## EXERCISE AIM
What this exercise needs is every entry restated as written, with no pictures.

## DATA EXCERPTS
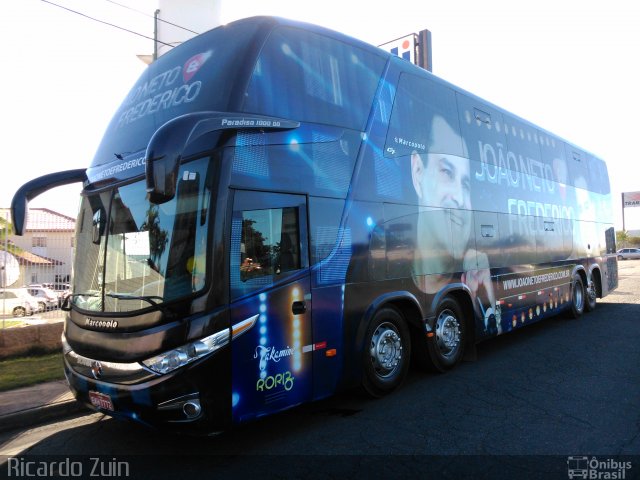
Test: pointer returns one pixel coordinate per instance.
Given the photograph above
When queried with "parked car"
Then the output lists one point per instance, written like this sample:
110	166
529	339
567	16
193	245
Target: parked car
47	299
627	253
14	304
33	301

## WRITTEN ANSWER
Test: pointer returns one pixel coordinate per instance.
Given the photograph above
When queried with "parked car"
Then the output lists one point per instance, written like this sample:
110	166
529	339
567	16
193	245
Target: parked car
47	299
627	253
14	304
33	301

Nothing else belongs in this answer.